◆ **SUPPLIED INFORMATION**
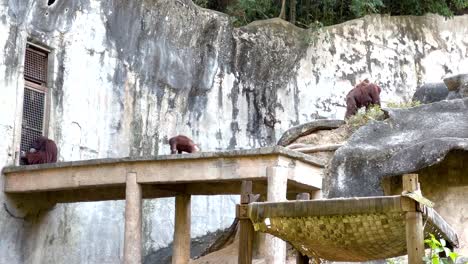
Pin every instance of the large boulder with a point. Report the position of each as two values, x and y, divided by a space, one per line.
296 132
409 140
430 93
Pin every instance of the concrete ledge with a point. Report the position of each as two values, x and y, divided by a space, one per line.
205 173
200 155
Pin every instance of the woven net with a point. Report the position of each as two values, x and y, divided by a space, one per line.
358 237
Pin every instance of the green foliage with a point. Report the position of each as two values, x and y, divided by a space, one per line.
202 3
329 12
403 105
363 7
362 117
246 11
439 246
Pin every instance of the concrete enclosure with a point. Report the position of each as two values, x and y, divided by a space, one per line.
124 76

---

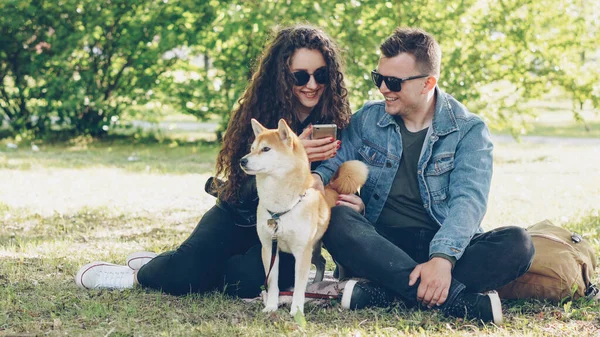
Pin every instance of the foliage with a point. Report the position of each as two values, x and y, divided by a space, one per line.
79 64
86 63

==

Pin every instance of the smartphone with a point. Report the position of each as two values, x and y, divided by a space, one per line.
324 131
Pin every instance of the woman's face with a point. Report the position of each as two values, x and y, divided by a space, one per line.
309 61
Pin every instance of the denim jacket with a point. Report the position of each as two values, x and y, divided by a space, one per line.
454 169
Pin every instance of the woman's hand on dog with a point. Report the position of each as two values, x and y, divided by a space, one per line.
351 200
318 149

◆ **SET TASK**
How many lines in the records above contain the string "woman"? Count them and reply with the number alone.

◆ **WORKED SOLUTION**
2